__DO THIS__: Scale the data starting at the line containing "OBJECT_OF_INTEREST = distant tree" and ending at the line containing "[5,238,700,274]", writing out every line in that range again. Multiply each bounding box coordinate by 0.9 and round it to a whole number with halves rounded up, leaving all other text unchanged.

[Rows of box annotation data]
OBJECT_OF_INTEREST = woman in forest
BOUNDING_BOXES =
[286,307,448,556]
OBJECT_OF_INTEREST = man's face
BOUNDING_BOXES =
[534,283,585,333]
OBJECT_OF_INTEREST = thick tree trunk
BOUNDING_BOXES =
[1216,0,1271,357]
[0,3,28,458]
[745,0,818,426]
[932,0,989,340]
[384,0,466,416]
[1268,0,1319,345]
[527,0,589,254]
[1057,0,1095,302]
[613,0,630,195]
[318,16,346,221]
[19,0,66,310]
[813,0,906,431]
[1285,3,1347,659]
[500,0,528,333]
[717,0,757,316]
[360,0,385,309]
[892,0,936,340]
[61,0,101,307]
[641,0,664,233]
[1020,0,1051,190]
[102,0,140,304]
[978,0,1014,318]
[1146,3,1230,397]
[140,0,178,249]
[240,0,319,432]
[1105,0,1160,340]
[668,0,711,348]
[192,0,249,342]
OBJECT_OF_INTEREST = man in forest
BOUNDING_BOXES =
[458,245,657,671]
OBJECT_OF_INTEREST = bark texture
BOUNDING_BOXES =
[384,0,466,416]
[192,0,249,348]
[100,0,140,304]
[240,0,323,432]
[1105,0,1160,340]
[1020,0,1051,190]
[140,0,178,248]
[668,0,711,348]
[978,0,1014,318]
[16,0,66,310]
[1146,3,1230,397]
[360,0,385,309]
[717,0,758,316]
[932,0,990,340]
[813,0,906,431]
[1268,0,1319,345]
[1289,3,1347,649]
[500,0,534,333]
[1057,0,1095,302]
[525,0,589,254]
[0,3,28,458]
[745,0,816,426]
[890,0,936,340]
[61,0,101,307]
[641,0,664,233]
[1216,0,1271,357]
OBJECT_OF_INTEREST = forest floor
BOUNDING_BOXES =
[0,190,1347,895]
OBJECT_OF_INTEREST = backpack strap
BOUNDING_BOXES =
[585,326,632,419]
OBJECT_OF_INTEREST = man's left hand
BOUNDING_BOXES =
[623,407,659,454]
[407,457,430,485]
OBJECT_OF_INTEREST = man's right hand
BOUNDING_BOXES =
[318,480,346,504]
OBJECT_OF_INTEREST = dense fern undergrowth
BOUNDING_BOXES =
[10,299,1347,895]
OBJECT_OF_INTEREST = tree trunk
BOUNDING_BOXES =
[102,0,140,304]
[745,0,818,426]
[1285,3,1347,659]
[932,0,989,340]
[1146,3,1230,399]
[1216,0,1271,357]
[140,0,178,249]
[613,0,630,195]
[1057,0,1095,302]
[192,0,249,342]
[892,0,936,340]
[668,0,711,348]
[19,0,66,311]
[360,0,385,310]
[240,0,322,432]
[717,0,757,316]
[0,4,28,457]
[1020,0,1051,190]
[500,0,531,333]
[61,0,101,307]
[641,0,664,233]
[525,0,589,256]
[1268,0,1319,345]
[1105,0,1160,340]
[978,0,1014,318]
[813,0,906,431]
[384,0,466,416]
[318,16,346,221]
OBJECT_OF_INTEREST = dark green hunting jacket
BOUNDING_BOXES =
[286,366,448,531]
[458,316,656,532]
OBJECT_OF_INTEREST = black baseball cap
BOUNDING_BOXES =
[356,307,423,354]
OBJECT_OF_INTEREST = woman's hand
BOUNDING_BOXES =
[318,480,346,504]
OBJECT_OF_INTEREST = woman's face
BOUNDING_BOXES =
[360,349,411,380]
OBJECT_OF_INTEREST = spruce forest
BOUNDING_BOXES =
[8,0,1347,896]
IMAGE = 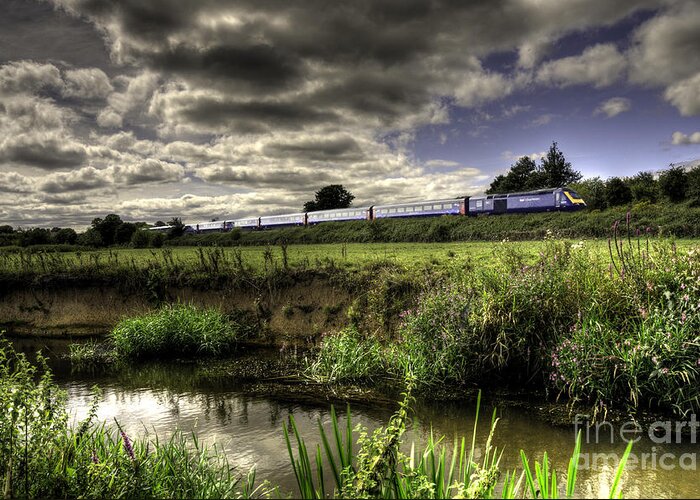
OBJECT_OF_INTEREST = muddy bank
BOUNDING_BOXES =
[0,277,352,345]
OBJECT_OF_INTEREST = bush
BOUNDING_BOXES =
[307,327,387,382]
[110,304,243,359]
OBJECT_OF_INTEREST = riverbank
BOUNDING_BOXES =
[0,230,700,416]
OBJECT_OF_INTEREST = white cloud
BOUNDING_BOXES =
[0,61,63,93]
[530,113,556,127]
[63,68,114,99]
[629,0,700,86]
[537,43,627,88]
[593,97,632,118]
[664,72,700,116]
[671,132,700,146]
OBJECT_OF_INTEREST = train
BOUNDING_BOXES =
[149,187,586,234]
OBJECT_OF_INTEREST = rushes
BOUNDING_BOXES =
[284,383,632,499]
[110,304,243,359]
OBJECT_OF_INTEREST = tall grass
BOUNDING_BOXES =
[309,221,700,415]
[284,385,632,499]
[109,304,245,359]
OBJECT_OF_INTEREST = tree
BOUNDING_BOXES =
[626,172,659,203]
[486,142,583,194]
[659,167,688,203]
[303,184,355,212]
[53,227,78,245]
[537,142,583,188]
[605,177,632,207]
[114,222,136,244]
[76,227,104,247]
[686,166,700,206]
[569,177,607,210]
[92,214,123,246]
[486,156,537,194]
[167,217,185,238]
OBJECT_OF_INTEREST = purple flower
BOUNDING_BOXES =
[121,431,136,460]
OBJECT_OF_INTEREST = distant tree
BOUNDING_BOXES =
[569,177,607,210]
[486,156,537,194]
[131,229,151,248]
[605,177,632,207]
[486,142,583,194]
[166,217,185,238]
[52,227,78,245]
[303,184,355,212]
[114,222,136,245]
[20,227,51,246]
[537,142,583,187]
[92,214,123,246]
[659,167,688,203]
[686,166,700,206]
[76,227,104,247]
[625,172,659,203]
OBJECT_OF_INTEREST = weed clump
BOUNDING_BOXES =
[110,304,244,358]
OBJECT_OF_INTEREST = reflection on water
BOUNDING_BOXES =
[16,341,700,498]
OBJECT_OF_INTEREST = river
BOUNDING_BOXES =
[13,339,700,498]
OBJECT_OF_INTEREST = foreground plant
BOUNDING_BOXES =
[284,383,632,499]
[0,338,262,498]
[110,304,244,357]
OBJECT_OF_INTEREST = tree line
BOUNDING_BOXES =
[0,214,185,248]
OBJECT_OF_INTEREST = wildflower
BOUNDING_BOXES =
[121,431,136,460]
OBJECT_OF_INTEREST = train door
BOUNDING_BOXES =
[493,198,508,214]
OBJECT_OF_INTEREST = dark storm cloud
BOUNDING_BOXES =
[165,97,335,133]
[143,44,301,90]
[39,167,109,194]
[263,136,363,161]
[0,136,87,170]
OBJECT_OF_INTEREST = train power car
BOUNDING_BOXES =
[467,188,586,215]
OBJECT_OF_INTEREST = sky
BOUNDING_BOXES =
[0,0,700,228]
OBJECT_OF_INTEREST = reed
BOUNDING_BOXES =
[284,384,632,499]
[109,304,244,359]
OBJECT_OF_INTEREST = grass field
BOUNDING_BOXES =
[5,238,700,274]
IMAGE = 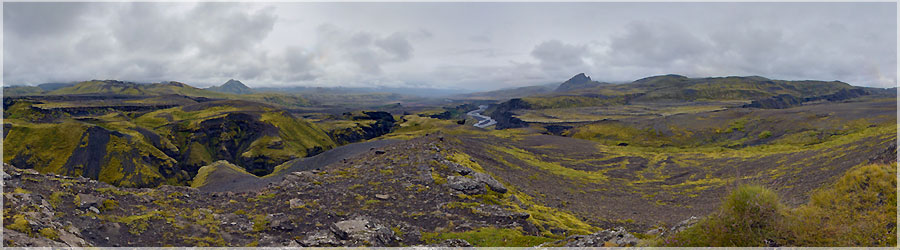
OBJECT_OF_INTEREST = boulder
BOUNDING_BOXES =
[288,198,306,209]
[77,194,103,209]
[331,218,400,246]
[554,227,638,247]
[661,216,700,237]
[299,230,340,247]
[472,173,507,194]
[447,176,484,194]
[428,239,472,247]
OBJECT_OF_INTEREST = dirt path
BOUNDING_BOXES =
[199,140,399,192]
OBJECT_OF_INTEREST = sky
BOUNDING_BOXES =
[3,2,897,90]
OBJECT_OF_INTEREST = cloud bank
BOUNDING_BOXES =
[3,3,897,90]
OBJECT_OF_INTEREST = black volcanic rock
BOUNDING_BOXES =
[487,98,531,129]
[556,73,603,92]
[744,94,802,109]
[207,79,253,95]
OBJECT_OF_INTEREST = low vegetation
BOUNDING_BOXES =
[658,164,897,247]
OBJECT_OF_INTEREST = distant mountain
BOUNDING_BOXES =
[456,83,559,100]
[254,86,466,97]
[494,74,864,110]
[45,80,227,98]
[206,79,255,95]
[556,73,608,92]
[38,82,75,91]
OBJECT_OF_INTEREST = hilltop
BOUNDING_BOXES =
[3,74,897,247]
[206,79,254,95]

__EXERCISE RESPONSE__:
OBJECT_OF_INTEREST = distant tree
BOUNDING_BOXES =
[512,159,546,189]
[437,140,483,175]
[118,206,136,223]
[545,159,569,186]
[437,128,525,175]
[149,195,167,214]
[47,204,70,221]
[273,166,320,191]
[103,200,122,221]
[18,204,46,221]
[483,128,525,168]
[83,193,111,221]
[593,150,619,183]
[617,149,630,185]
[68,204,94,222]
[563,155,593,183]
OBJECT_OF_INTEREST = weed clump
BOUNDING_BOXES =
[99,274,220,322]
OBJECT_OF_INTEREST = reflection on water
BOUNDING_BOXES =
[14,307,630,448]
OBJECT_OF_INTEREST = river
BOUNDING_BOXES =
[12,305,630,448]
OBJECT_OF_INTEREST = foreground plant
BOUNDING_BOXES =
[256,345,569,449]
[0,304,236,448]
[99,274,220,321]
OBJECT_OF_INTEREST = tree line
BOUNDING_BOXES =
[0,193,167,223]
OBJECT_OF_INTEREST = wildflower
BOUNDING_BOXES =
[109,388,122,414]
OBJECT_OF_INTEREST = train door
BOUNDING_BOXES =
[444,178,457,193]
OBJECT_OF_INTEREST = dark storm cloud
BOUNDING_BOXES =
[149,87,302,120]
[129,40,271,81]
[35,150,98,175]
[237,122,327,145]
[0,122,78,153]
OBJECT_OF_INTEREST = train power car
BOUNDING_BOXES =
[420,169,527,194]
OBJECT_OF_INTEREST = sky
BOUNDING_BOXES =
[0,0,630,205]
OBJECT_OF_INTEREST = reed
BOUNDING_BOXES =
[256,346,569,449]
[98,274,220,323]
OBJECT_OF_INTEREST = grass field
BOUNDING_BOXES =
[5,214,630,247]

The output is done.